(Saved entries)
================

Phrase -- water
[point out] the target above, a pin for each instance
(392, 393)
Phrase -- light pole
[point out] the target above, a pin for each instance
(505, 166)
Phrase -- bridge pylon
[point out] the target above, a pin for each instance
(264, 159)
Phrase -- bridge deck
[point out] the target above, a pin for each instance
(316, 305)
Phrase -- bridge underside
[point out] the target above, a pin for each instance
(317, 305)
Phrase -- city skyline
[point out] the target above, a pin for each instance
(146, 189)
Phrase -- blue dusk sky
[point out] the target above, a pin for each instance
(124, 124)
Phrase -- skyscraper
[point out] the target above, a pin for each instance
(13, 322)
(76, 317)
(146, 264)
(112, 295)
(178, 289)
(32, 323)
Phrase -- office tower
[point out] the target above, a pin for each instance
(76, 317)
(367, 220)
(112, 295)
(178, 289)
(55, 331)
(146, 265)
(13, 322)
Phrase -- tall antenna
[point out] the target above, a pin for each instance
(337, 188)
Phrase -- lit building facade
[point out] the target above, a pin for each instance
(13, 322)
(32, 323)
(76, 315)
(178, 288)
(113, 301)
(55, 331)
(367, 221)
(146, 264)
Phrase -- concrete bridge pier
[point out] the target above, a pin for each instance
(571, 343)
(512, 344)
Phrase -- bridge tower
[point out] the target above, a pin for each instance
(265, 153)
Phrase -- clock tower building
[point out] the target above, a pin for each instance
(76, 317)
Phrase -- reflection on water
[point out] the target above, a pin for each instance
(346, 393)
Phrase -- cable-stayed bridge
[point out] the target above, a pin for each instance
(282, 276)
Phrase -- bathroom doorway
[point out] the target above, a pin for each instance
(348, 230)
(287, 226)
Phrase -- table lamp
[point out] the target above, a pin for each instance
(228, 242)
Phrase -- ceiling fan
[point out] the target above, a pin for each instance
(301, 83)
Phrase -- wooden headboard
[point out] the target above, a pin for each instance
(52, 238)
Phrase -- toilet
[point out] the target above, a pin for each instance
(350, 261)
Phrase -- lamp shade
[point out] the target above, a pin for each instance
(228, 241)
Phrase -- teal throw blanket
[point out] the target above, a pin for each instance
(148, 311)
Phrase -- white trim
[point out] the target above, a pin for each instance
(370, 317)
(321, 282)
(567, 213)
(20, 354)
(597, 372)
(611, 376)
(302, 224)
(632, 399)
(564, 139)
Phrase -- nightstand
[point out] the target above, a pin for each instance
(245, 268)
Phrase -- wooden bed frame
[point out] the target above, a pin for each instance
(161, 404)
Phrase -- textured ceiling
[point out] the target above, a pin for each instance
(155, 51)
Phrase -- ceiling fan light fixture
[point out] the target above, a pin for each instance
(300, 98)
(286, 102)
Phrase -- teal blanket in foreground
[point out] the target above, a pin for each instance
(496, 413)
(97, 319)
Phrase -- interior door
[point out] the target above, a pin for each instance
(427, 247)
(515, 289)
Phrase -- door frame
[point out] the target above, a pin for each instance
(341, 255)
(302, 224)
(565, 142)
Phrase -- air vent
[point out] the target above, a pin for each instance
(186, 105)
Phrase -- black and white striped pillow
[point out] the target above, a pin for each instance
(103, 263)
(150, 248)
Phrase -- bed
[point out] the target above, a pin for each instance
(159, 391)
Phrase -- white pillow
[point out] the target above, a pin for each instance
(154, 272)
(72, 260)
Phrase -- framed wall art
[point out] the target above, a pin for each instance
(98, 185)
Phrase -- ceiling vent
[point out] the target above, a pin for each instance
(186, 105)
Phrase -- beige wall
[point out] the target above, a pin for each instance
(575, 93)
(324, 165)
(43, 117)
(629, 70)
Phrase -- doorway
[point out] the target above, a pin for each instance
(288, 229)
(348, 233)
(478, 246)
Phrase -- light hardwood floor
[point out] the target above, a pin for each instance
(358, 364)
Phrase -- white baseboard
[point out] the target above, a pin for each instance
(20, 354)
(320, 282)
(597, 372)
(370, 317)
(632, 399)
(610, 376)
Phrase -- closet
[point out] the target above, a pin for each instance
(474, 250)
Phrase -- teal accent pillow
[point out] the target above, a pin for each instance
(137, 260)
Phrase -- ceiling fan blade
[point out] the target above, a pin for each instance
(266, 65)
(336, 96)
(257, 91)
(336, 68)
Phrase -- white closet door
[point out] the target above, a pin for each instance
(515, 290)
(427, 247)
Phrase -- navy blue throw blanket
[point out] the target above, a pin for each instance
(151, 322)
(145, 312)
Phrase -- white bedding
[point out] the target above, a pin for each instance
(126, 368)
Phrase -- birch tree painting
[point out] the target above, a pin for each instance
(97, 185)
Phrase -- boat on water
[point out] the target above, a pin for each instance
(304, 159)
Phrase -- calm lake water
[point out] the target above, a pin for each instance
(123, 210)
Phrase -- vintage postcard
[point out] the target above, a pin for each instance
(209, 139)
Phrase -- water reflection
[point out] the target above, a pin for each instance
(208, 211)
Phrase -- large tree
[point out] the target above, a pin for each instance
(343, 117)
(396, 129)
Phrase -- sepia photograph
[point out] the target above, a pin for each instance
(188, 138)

================

• Task objective
Write out every record above, word for word.

• Output
Phrase -- water
[point out] the target above, a pin for each instance
(392, 393)
Phrase -- light pole
[point out] the target above, a pin for each instance
(505, 166)
Phrase -- bridge pylon
[point out] the target above, a pin for each instance
(264, 159)
Phrase -- bridge deck
[point out] the target above, a pin for each instance
(316, 305)
Phrase -- bridge underside
[point out] the target above, a pin for each instance
(317, 305)
Phrase -- city skyline
[point out] the target above, a pin for each instance
(146, 189)
Phrase -- blue dusk sky
[point out] the target above, a pin for each instance
(124, 124)
Phrase -- skyscraper
[point out] the target above, a pin for each instance
(13, 322)
(76, 317)
(146, 264)
(112, 295)
(178, 289)
(32, 323)
Phrase -- office tower
[point out] the target above, a pin for each instance
(76, 317)
(367, 220)
(112, 295)
(178, 289)
(55, 331)
(146, 265)
(13, 322)
Phrase -- tall antenna
[point out] the target above, a pin for each instance
(337, 188)
Phrase -- lit building facade
[point out] the target above, a pin for each instance
(13, 322)
(32, 323)
(76, 315)
(178, 288)
(113, 301)
(55, 331)
(367, 221)
(146, 264)
Phrase -- concrete bridge pier
[point out] the target above, a pin for each instance
(571, 343)
(512, 344)
Phrase -- bridge tower
[point out] the target above, a pin for each instance
(265, 153)
Phrase -- clock tower building
[point out] the target above, a pin for each instance
(76, 317)
Phrase -- reflection on water
[point out] the target above, a pin for each instance
(346, 393)
Phrase -- cable-stayed bridge
[point out] the target above, a pin for each instance
(282, 276)
Phrase -- bathroom doorway
[point out] the target above, a pin for each instance
(348, 230)
(287, 226)
Phrase -- table lamp
[point out] the target above, a pin for each instance
(228, 242)
Phrase -- ceiling fan
[point out] the target above, a pin for each instance
(301, 83)
Phrase -- wooden headboard
[point out] the target above, a pin for each instance
(52, 238)
Phrase -- toilet
[point out] the target above, a pin for each instance
(350, 261)
Phrase -- lamp shade
[point out] the target above, a pin for each instance
(228, 241)
Phrase -- teal throw blanket
[point out] the target above, a pin for each instance
(148, 311)
Phrase -- white trim
[point out] the target above, a pin for each instance
(370, 317)
(321, 282)
(567, 213)
(20, 354)
(597, 372)
(611, 376)
(302, 224)
(632, 399)
(564, 139)
Phrase -- nightstand
[point out] the target above, a pin for each instance
(245, 268)
Phrase -- wooden bed frame
[point out] the target above, a pin for each instance
(161, 404)
Phrase -- textured ceiling
[point out] the target above, a pin for each instance
(155, 51)
Phrase -- ceiling fan light fixture
[point out] the target above, a pin for each instance
(300, 98)
(286, 102)
Phrase -- teal blanket in foreground
[point out] the target above, a pin for each instance
(496, 413)
(97, 319)
Phrase -- interior door
[point out] the target above, a pin for each instance
(427, 247)
(515, 289)
Phrase -- door frame
[point out] the target above, a pin for each instance
(341, 255)
(302, 224)
(565, 142)
Phrase -- air vent
[point out] the target above, a pin for each instance
(186, 105)
Phrase -- black and white striped pillow
[point out] the target above, a pin for each instance
(103, 263)
(150, 248)
Phrase -- bed
[point out] the target above, a pin for each instance
(159, 391)
Phrase -- white pillow
[point out] the target above, a pin for each instance
(154, 272)
(72, 260)
Phrase -- framed wall art
[point out] the target above, a pin for each instance
(98, 185)
Phrase -- ceiling vent
[point out] the target above, a pin for each instance
(186, 105)
Phrase -- beige wall
[point out] the target above, a pin for each instance
(575, 93)
(324, 165)
(43, 117)
(629, 70)
Phrase -- doorway
[point out] the target above, a pin for each instance
(288, 229)
(348, 233)
(478, 246)
Phrase -- light hardwood floor
[point out] the target above, a pin for each instance
(358, 364)
Phrase -- white baseboard
[point out] the target above, a pin for each instance
(20, 354)
(320, 282)
(597, 372)
(370, 317)
(632, 399)
(610, 376)
Phrase -- closet
[point out] the target above, a pin for each instance
(474, 250)
Phrase -- teal accent pillow
[point out] the target above, a pin for each instance
(137, 260)
Phrase -- ceiling fan blade
[point out] the target above, a pin for each instance
(266, 65)
(336, 96)
(257, 91)
(336, 68)
Phrase -- white closet door
[point out] the target above, a pin for each instance
(515, 290)
(427, 247)
Phrase -- navy blue throw blanket
[point out] the target above, a pin for each instance
(151, 322)
(145, 312)
Phrase -- white bedding
[point out] the target above, a pin for each instance
(126, 368)
Phrase -- birch tree painting
[point out] the target above, a pin for each instance
(97, 185)
Phrase -- boat on water
[point out] the target above, a pin for each instance
(304, 159)
Phrase -- calm lake water
[point out] the target above, a pin for each instance
(123, 210)
Phrase -- vintage postcard
[point out] the target above, a pin for each instance
(209, 139)
Phrase -- water reflection
[point out] the target above, a pin for each instance
(208, 211)
Phrase -- large tree
[point out] the target above, a pin for each instance
(343, 117)
(396, 129)
Phrase -- sepia photograph
[point out] the target above, a pin for each instance
(188, 138)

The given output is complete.